_Dateneinträge_.
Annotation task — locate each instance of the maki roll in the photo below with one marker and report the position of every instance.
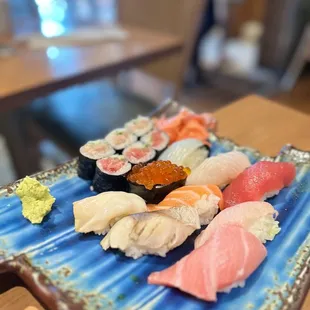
(120, 138)
(154, 181)
(157, 139)
(140, 125)
(110, 174)
(139, 153)
(89, 154)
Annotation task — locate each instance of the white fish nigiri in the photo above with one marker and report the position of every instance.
(153, 233)
(187, 153)
(98, 213)
(257, 217)
(219, 170)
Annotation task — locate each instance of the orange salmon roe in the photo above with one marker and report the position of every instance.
(161, 172)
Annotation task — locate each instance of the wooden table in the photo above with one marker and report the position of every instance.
(252, 121)
(35, 73)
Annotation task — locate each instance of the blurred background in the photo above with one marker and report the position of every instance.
(71, 70)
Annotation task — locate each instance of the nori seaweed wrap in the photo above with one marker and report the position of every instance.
(120, 138)
(111, 174)
(154, 181)
(139, 153)
(156, 139)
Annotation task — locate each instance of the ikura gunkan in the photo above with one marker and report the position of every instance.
(89, 154)
(110, 174)
(140, 125)
(120, 139)
(157, 139)
(156, 180)
(139, 153)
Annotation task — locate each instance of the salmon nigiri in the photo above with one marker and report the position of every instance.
(262, 180)
(229, 257)
(256, 217)
(205, 198)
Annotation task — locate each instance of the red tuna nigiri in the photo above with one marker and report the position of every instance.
(228, 257)
(262, 180)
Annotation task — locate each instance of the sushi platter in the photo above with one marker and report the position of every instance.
(163, 213)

_IHRE AUFGABE_. Geben Sie die obigen Daten vollständig und Zeile für Zeile unverändert aus. Lassen Sie dabei die Bilder weg.

_ERGEBNIS DIESER ÜBUNG_.
Annotation task — locate each instance of the maki roll in the photo below with one marker and report the position of every instance.
(120, 138)
(154, 181)
(157, 139)
(140, 125)
(110, 174)
(139, 153)
(89, 154)
Annotation task — locate each instance of the white fish nigiri in the photo above with one marker and report the position of every instance.
(153, 233)
(187, 153)
(98, 213)
(257, 217)
(219, 170)
Annotation task — locate each instance of the orange salmon roe in the photo above with one marker and report the position of every instance.
(161, 172)
Annotation task — locate each instance of the wooden table in the photo above with one marker and report the position of every instance.
(252, 121)
(35, 73)
Annotation task — locate each instance of the blurred background in the photo above with one marker and report the position of every instance.
(71, 70)
Annotation task — locate each instance of the nori seaweed wrap in the photo above with one marker and report the position of every instance.
(120, 138)
(111, 174)
(154, 181)
(139, 153)
(156, 139)
Annotation task — locate each instance of the ikura gunkan in the photo above with one marker and report the position of every instance.
(89, 154)
(110, 174)
(140, 125)
(120, 139)
(157, 139)
(156, 180)
(139, 153)
Annotation task — locate each instance of the salmon nigiri in the photo above with one marker and report the position of every instance.
(262, 180)
(229, 257)
(256, 217)
(205, 198)
Annotation task — locate each instance of the red tuna nigiri in the photo above with one marker and report the position of every instance.
(228, 257)
(262, 180)
Annotation task — locate each instance of the sushi platter in the photo above with one marker and report the position of every instance.
(163, 213)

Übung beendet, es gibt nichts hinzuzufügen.